Document text
Provided, however, nothing herein shall in any way be deemed to
limit the ability of Bank to serve any writs, process or summons
in any other manner permitted by applicable law or to obtain
jurisdiction over Guarantor in such other jurisdictions and in
such manner as may be permitted by applicable law.
11. The undersigned does hereby agree and acknowledge that
the maximum aggregate liability of the Guarantor shall be the sum
of Four Million Four Hundred Fifty Thousand Dollars
($4,450,000.00), plus interest accruing on said amount, plus fees,
charges and costs of collecting the guaranteed indebtedness
(including reasonable attorneys fees).
12. This Guaranty shall terminate on June 30, 2000.
Provided, however, the undersigned acknowledges and agrees that
such termination shall not affect its liability with respect to:
(a) obligations created or incurred prior to such date (which
specifically includes the Notes), or (b) extensions or renewals
of, interest accruing on, or fees, costs or expenses incurred with
respect to such obligations (which specifically includes the
Notes), on or after such date.
13. If any payment made on the Notes shall be required to
be repaid or refunded by Bank as a result of any bankruptcy or
insolvency of Borrower or of Guarantor or by virtue of any claim
of preference, invalidity, unenforceability or right of
rescission, Guarantor hereby acknowledges and agrees that
Guarantor shall remain liable for the amount of such payment
refunded, to the extent provided herein, as if such payment had
never been made by Borrower or by Guarantor to Bank.

Data section

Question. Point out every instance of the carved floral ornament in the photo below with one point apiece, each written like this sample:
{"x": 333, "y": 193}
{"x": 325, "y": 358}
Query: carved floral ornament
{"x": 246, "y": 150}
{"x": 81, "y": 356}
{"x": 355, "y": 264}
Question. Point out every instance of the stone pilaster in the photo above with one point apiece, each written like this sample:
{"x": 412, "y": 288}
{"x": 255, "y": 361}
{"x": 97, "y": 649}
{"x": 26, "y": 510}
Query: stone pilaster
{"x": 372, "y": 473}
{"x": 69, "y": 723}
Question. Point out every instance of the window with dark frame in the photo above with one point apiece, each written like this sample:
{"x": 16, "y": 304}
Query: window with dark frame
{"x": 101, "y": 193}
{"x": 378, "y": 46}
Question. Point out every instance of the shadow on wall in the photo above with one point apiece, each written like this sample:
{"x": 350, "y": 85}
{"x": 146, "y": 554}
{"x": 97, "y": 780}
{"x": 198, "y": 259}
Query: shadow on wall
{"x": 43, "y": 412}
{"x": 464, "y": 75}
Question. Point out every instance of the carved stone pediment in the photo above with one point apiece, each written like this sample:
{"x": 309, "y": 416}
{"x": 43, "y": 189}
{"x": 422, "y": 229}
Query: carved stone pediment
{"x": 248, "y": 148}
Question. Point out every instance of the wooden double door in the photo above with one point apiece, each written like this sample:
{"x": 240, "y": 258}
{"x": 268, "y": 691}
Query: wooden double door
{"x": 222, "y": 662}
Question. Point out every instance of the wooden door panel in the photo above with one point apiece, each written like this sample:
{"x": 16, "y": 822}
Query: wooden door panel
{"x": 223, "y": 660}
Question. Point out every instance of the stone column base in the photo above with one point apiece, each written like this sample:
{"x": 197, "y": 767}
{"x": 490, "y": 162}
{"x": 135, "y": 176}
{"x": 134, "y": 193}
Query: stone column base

Problem details
Answer these questions from the guaranty text:
(a) What dollar sum sets the Guarantor's maximum aggregate liability?
(b) On what date does the Guaranty terminate?
(c) If Bank must refund a payment made on the Notes because of the bankruptcy of Borrower, what is Guarantor's position regarding that amount?

Expected output
(a) Four Million Four Hundred Fifty Thousand Dollars ($4,450,000.00), plus interest on that amount and fees, charges and costs of collecting the guaranteed indebtedness (including reasonable attorneys fees).
(b) June 30, 2000.
(c) Guarantor remains liable for the refunded amount, to the extent provided in the Guaranty, as if the payment had never been made.